SELECTED EXCERPT

The foundation also oversees a general fund.
Each year, board members award funds to civic and charitable groups which apply for grants for specific projects.
In 2012, the foundation gave away $110,700 to more than 20 organizations.
To qualify for a grant, an organization must have a 501(c)(3) tax-exempt status.
“Sometimes, we receive applications from groups that are not registered as non-profits, or people ask us if we can make grants to individuals with emergency needs, but we can’t do that,” Rhodes said. “The community foundation has to operate according to stringent state and federal rules and regulations.”
Money for the foundation’s general fund grants comes primarily from an annual spring gala.
“We had our first gala five years ago,” said Neuville, who chairs the fundraising committee.
He noted that 42 people attended the first gala. Their donations allowed the foundation to give away $40,000 in grants.
Attendance at the gala has grown each year. This year, more than 100 people attended the gala, which raised more than $110,000.
A donor covers the gala’s cost each year so all of the donations either go to grants that year or in subsequent years if the foundation does not receive enough qualified applications.
Other members of the fundraising committee include Archie Overby, Chris Anthony, Christine Faulks, Chris Mischler, Juergen Zirnstein, Ray Hutchinson, Sharon Peterson, Jan Bax and Jack Rhodes.
“Angie Wanty does a lot of the organizational work for the committee,” Neuville said.
The deadline for 2013 grant applications to the Waupaca Area Community Foundation is Monday, July 1.
Rhodes encouraged all qualified area organizations to apply for the annual grants.
Decisions will be announced in August, and the grants will be distributed at a banquet in early October.
For the first four years, the Waupaca Area Community Foundation worked closely with the Appleton-based Community Foundation of the Fox Valley Region.
The larger, more established organization provided expertise on financial matters, taxes and administrative support.
In 2007, the Waupaca foundation became an affiliate of the Fox Valley foundation. It became part of a larger investment structure.
“Our money is held separately in the Waupaca Area Community Foundation’s family of funds,” Rhodes said, comparing the larger foundation to a bank and the local foundation to an account holder at that bank. “Our local board decides where that money goes.”
Beginning July 1, Rhodes will begin a one-year term as chairman of the board of the Community Foundation for the Fox Valley Region.
When asked about the future of the WACF, Rhodes is optimistic, “Our community foundation should be a permanent part now of Waupaca’s future. I hope it will be helping to create good things in the Waupaca area for decades to come.”

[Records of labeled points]
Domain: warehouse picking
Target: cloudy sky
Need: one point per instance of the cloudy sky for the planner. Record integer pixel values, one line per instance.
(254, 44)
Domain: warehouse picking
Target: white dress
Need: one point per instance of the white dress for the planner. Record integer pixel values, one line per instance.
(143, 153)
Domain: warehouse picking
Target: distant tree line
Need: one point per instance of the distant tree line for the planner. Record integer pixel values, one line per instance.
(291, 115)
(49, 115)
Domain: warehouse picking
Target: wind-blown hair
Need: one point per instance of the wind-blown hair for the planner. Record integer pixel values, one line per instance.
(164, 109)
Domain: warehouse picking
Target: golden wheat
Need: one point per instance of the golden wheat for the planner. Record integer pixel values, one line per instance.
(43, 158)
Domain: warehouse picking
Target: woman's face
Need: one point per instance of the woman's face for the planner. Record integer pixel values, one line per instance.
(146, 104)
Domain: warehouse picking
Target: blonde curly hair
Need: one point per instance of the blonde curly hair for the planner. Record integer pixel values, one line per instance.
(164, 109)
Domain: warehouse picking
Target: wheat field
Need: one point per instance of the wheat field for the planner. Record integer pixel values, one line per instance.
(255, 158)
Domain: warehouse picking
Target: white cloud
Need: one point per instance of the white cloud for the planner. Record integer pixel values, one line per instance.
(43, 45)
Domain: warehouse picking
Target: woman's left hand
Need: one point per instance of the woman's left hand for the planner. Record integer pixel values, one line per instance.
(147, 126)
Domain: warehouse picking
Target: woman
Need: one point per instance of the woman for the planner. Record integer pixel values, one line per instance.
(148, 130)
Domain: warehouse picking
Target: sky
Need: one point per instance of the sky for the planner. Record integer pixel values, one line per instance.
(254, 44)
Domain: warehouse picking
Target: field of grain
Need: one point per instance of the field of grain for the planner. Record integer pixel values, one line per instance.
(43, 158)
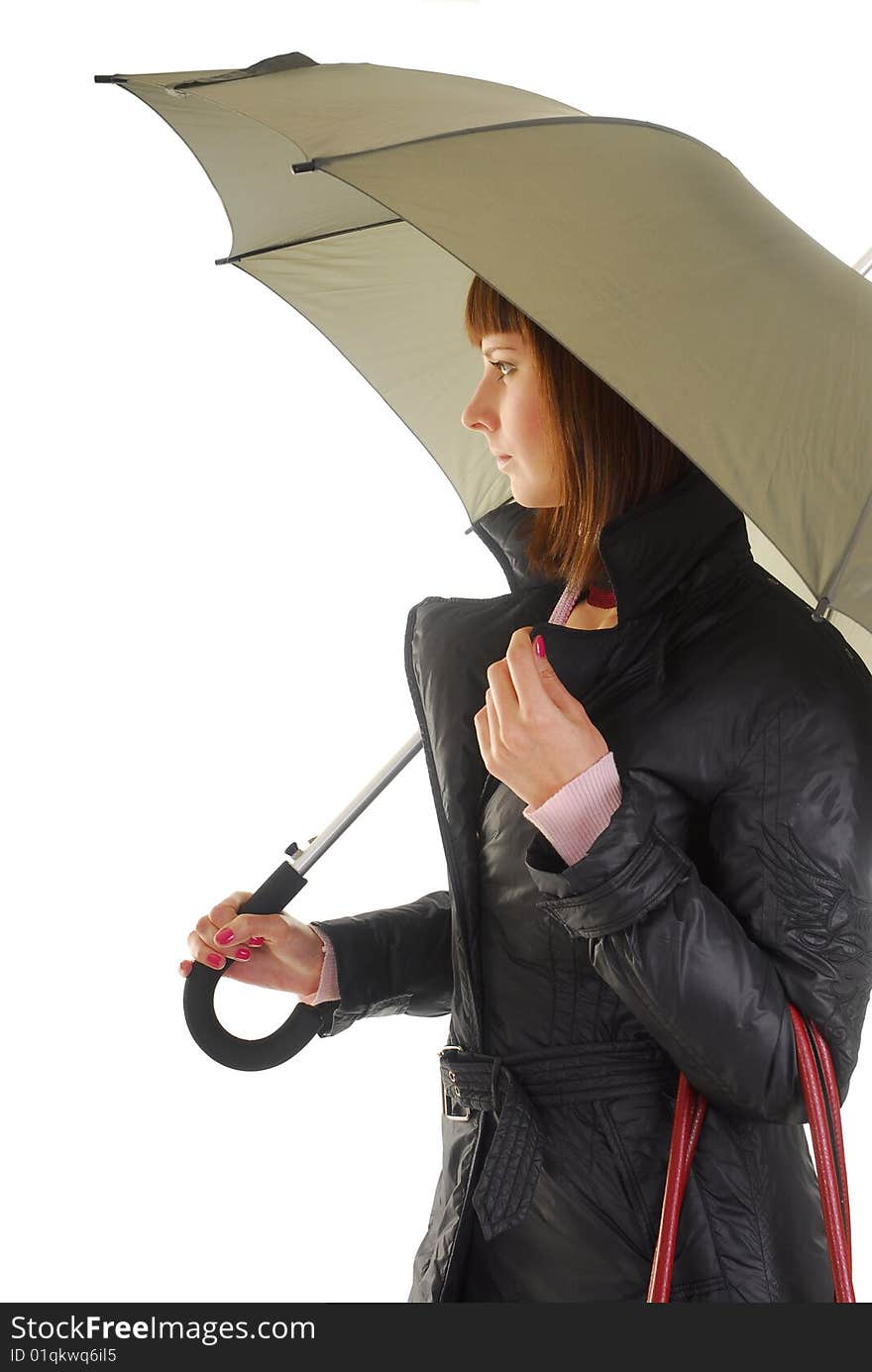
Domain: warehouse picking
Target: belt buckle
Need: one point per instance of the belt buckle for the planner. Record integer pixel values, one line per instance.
(447, 1097)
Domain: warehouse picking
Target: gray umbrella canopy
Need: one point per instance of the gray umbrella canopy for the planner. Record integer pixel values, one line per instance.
(367, 198)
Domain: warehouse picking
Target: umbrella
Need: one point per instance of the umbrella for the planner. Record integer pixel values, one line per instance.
(640, 249)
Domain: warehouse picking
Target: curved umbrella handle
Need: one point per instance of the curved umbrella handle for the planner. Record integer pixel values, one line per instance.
(207, 1030)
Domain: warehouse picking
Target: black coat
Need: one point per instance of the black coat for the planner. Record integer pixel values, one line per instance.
(735, 877)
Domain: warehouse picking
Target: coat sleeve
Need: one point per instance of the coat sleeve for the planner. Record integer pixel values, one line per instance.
(390, 962)
(710, 973)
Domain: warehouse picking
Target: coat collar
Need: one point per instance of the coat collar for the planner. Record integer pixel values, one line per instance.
(647, 552)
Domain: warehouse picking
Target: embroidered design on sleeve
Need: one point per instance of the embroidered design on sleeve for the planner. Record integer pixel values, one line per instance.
(824, 927)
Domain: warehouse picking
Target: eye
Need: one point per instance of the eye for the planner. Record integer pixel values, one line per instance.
(502, 364)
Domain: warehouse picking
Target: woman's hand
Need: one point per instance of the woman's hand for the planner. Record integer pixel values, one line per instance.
(532, 733)
(273, 951)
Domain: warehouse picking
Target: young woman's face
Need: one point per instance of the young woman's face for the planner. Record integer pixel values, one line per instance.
(508, 412)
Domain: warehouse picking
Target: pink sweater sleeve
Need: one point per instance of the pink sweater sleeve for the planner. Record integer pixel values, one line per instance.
(576, 815)
(328, 986)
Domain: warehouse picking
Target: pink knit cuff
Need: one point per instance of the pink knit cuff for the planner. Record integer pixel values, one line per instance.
(328, 986)
(576, 815)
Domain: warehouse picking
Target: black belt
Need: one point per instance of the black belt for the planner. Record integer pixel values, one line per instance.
(511, 1086)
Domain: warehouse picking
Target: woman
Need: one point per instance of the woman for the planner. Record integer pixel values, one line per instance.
(658, 834)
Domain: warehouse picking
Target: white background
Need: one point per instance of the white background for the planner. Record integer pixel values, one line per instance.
(205, 640)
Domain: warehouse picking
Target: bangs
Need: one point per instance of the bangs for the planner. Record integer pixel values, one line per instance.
(488, 312)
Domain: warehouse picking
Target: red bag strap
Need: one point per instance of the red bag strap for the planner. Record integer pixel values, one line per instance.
(822, 1111)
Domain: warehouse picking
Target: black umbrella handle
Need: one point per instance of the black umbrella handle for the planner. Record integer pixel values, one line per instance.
(206, 1029)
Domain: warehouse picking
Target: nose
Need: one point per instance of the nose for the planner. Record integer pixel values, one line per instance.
(480, 412)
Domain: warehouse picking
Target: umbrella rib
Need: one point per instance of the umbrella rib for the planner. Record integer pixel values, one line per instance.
(836, 574)
(316, 238)
(316, 163)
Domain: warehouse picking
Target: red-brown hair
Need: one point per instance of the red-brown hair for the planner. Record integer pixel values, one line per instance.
(608, 456)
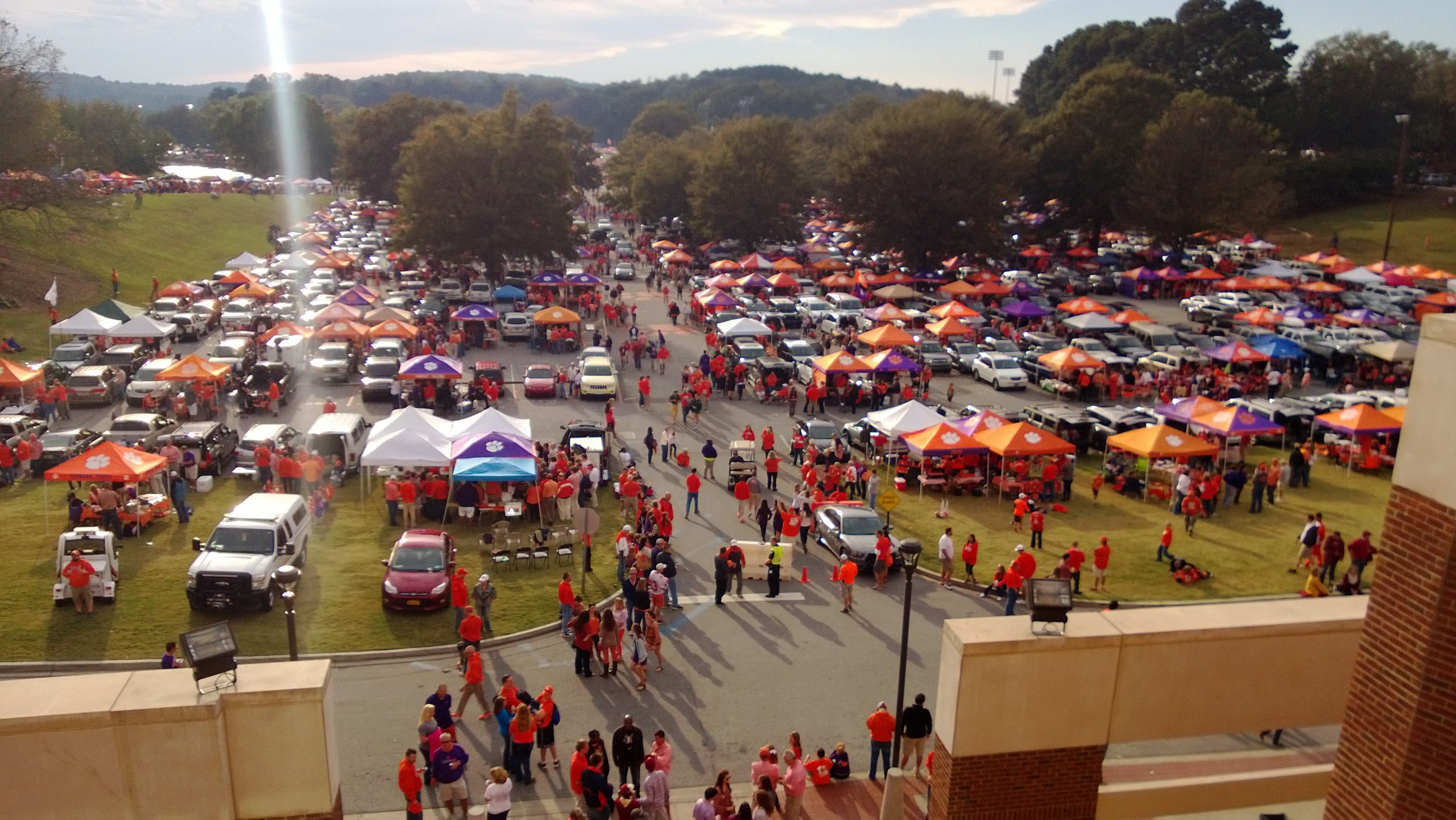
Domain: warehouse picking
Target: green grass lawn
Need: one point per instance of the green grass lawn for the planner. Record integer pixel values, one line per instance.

BRIEF 1
How many people attended the first gala, according to the foundation text?
BRIEF 2
Render this sentence from the foundation text in Spanish: "Decisions will be announced in August, and the grants will be distributed at a banquet in early October."
This data stands apart from the foundation text.

EXERCISE ANSWER 1
42 people attended the first gala.

EXERCISE ANSWER 2
Las decisiones se anunciarán en agosto y las subvenciones se entregarán en un banquete a principios de octubre.